### What to work on:
Pull out each line of the data that includes the word "polo".

### Data to examine:
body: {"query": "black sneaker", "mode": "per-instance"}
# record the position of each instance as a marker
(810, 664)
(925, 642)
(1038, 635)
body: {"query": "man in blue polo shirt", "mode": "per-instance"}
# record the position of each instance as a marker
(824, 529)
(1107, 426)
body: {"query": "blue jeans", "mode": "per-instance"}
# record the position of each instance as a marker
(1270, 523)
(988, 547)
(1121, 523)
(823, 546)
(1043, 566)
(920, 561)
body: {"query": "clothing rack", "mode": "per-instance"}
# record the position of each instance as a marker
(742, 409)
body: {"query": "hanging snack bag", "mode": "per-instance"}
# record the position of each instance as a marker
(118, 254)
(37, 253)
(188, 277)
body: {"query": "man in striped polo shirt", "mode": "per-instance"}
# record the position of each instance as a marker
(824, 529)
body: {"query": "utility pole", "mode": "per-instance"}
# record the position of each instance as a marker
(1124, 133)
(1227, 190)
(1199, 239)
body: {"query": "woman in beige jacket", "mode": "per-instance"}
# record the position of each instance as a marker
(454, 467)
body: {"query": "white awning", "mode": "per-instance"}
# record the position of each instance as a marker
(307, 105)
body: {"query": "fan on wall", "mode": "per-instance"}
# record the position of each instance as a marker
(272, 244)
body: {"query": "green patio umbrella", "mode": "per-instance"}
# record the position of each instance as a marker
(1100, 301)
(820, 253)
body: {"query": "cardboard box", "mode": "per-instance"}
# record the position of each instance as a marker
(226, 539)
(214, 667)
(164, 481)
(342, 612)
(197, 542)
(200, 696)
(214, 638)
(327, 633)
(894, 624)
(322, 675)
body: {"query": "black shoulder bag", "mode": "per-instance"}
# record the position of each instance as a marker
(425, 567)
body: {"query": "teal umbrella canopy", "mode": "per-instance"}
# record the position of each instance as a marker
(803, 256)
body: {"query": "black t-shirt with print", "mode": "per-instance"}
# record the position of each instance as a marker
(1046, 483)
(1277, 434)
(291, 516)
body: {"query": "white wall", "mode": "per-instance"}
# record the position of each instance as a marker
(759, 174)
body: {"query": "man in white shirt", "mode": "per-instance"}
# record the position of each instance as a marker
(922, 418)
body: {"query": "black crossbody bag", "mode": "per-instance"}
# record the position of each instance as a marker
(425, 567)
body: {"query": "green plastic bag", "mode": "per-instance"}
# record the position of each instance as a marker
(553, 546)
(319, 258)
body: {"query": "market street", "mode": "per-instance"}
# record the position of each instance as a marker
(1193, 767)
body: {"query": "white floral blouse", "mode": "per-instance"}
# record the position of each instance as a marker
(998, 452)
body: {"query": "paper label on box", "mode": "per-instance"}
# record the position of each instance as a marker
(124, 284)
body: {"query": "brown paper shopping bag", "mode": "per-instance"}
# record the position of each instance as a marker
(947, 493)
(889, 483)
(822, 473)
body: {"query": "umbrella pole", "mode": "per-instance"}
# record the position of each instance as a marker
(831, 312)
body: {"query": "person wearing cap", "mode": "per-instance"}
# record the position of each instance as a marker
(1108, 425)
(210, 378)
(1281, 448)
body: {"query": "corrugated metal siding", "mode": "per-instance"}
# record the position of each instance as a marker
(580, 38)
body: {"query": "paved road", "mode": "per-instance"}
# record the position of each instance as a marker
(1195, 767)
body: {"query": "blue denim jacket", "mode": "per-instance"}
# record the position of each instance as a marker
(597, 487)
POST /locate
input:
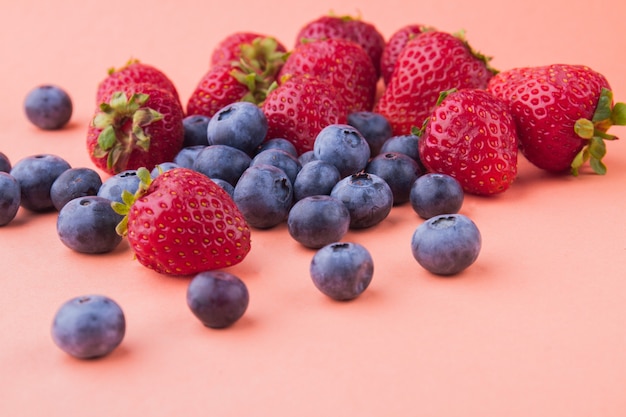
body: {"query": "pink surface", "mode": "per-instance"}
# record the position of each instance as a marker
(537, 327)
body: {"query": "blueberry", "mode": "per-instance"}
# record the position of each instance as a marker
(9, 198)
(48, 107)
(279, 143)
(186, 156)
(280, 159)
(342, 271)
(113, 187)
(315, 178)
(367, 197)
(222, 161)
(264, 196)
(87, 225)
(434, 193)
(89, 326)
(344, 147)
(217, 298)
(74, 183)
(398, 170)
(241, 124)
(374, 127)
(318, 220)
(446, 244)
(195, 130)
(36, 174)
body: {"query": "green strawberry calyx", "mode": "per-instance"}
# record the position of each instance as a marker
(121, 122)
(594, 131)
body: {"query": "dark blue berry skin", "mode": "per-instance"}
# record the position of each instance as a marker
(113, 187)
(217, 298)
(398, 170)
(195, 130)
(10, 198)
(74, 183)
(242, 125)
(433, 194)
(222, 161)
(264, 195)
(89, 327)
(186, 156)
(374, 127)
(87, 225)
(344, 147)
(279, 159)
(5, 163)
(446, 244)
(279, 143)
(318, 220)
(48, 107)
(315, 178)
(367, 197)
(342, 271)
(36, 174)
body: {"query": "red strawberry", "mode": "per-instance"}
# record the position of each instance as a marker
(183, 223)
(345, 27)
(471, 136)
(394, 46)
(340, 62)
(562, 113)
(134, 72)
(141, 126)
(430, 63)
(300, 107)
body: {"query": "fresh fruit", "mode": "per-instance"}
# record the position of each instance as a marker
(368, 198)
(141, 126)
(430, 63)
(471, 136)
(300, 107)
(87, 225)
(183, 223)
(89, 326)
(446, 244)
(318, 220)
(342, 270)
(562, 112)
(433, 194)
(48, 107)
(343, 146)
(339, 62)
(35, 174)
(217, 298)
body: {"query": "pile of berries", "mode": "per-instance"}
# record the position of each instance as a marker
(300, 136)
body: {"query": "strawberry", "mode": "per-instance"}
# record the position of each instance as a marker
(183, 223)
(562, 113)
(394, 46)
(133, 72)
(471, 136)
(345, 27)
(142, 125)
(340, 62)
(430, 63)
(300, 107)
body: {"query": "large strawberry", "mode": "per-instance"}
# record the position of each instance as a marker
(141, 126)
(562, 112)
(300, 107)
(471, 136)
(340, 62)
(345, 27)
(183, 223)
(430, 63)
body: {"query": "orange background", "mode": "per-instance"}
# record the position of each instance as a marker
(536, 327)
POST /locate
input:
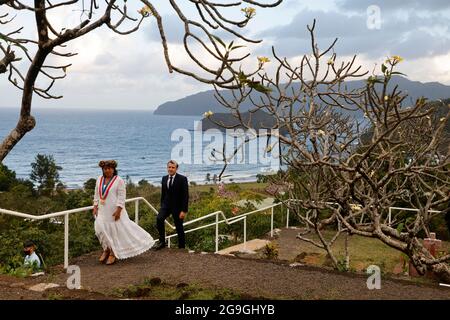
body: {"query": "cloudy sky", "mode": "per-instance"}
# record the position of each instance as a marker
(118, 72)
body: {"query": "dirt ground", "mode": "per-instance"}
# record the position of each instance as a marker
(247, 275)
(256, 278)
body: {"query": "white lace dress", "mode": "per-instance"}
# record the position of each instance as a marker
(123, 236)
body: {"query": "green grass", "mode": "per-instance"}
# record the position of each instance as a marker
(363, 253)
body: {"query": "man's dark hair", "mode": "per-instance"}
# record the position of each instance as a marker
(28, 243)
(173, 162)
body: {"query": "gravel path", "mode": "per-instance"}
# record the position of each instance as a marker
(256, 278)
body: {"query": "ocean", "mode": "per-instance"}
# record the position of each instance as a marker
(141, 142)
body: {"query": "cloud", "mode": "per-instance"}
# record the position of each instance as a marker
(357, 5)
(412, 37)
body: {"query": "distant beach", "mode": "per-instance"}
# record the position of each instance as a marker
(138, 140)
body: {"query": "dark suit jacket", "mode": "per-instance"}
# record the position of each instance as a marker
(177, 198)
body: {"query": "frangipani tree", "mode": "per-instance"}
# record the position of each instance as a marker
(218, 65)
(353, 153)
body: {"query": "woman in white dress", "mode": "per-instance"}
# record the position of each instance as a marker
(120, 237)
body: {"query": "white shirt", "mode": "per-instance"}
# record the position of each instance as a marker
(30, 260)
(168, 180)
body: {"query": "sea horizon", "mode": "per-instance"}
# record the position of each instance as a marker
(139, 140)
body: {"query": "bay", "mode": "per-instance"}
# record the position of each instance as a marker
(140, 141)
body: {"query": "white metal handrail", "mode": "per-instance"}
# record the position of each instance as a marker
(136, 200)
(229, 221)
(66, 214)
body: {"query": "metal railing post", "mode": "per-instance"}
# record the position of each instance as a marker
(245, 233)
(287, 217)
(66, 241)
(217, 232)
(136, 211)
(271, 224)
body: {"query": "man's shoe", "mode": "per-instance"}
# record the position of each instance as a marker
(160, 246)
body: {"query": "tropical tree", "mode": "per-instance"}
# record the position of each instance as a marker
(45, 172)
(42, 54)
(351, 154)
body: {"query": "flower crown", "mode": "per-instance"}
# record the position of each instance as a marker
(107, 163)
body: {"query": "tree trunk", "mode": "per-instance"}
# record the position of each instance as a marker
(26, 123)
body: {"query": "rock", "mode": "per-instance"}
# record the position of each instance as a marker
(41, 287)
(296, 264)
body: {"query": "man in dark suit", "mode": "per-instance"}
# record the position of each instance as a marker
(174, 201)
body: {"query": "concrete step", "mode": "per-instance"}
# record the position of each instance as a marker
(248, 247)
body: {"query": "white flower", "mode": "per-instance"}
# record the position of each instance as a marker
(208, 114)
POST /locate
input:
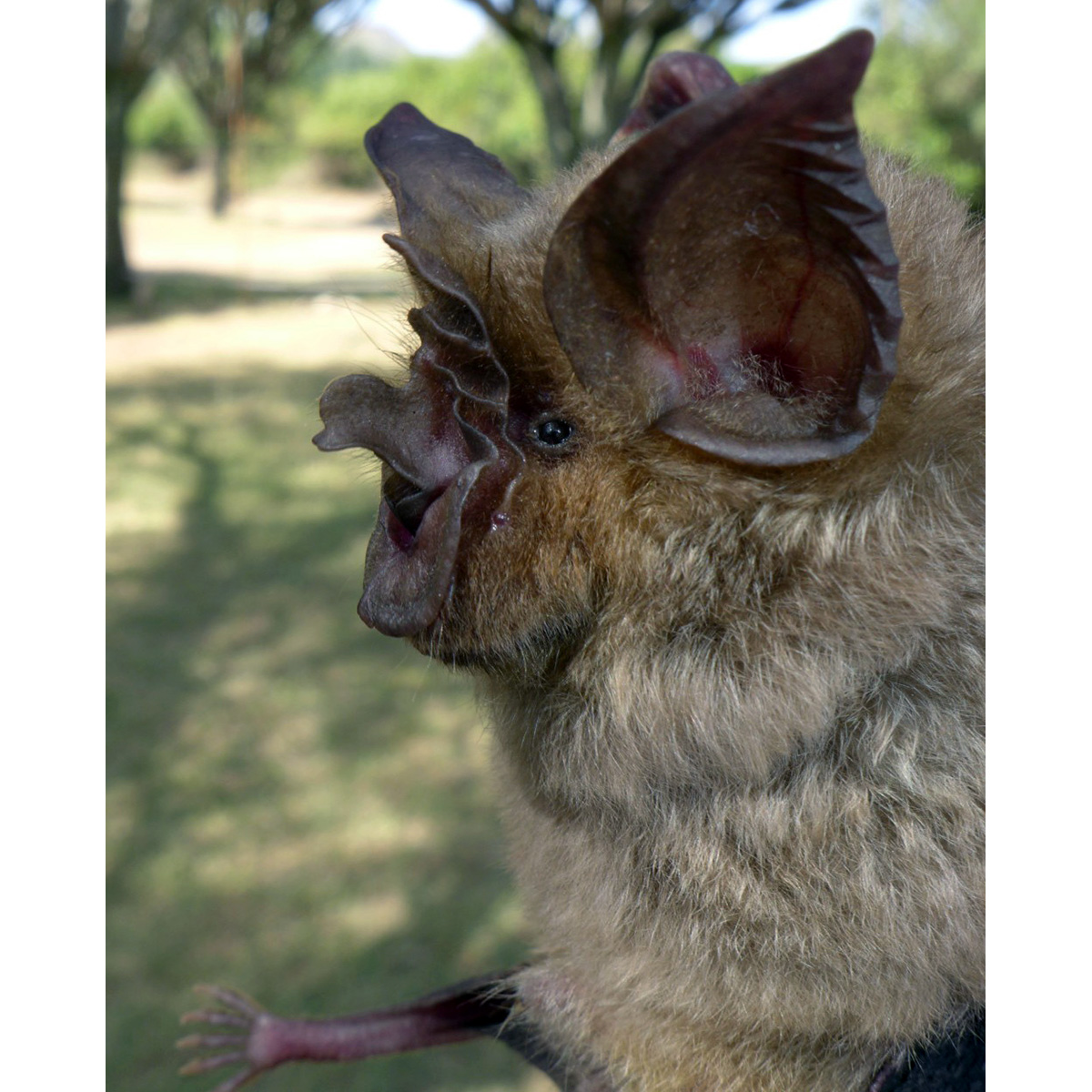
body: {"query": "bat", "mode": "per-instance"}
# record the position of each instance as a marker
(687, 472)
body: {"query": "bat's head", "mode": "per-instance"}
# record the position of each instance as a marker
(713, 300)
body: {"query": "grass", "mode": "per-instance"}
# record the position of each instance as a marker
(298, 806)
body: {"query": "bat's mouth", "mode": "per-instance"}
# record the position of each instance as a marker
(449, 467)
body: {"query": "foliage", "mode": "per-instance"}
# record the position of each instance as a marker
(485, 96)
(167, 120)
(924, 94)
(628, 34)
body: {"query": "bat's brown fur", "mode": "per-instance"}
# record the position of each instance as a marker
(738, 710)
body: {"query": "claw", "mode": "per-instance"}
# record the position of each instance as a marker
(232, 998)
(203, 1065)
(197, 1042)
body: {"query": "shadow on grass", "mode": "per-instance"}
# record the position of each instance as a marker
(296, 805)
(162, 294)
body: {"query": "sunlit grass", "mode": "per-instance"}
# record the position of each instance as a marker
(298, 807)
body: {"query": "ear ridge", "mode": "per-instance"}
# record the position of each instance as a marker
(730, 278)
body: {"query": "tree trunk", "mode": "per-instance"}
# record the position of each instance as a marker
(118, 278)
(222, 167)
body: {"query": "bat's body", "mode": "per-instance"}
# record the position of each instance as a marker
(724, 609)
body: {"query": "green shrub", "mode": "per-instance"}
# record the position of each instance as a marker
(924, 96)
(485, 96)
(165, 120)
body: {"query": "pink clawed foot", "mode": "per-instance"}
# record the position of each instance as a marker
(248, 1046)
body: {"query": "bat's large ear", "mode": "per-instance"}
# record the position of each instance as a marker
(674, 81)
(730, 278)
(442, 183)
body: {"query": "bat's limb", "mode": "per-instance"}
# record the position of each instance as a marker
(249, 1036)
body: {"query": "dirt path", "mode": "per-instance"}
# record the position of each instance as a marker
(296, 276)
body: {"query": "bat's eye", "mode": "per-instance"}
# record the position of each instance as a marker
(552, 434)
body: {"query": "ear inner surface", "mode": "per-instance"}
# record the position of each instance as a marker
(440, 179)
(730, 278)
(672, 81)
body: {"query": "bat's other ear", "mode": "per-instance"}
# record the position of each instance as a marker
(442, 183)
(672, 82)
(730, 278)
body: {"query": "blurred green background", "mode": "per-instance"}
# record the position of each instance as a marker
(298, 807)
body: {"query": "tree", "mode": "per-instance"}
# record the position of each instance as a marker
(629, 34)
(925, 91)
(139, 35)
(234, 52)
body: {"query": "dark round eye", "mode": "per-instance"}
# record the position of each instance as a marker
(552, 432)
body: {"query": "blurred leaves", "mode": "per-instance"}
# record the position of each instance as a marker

### Result for this exercise:
body: {"query": "man in blue polo shirt", "mode": "per-instance"}
body: {"query": "man in striped polo shirt", "mode": "per-instance"}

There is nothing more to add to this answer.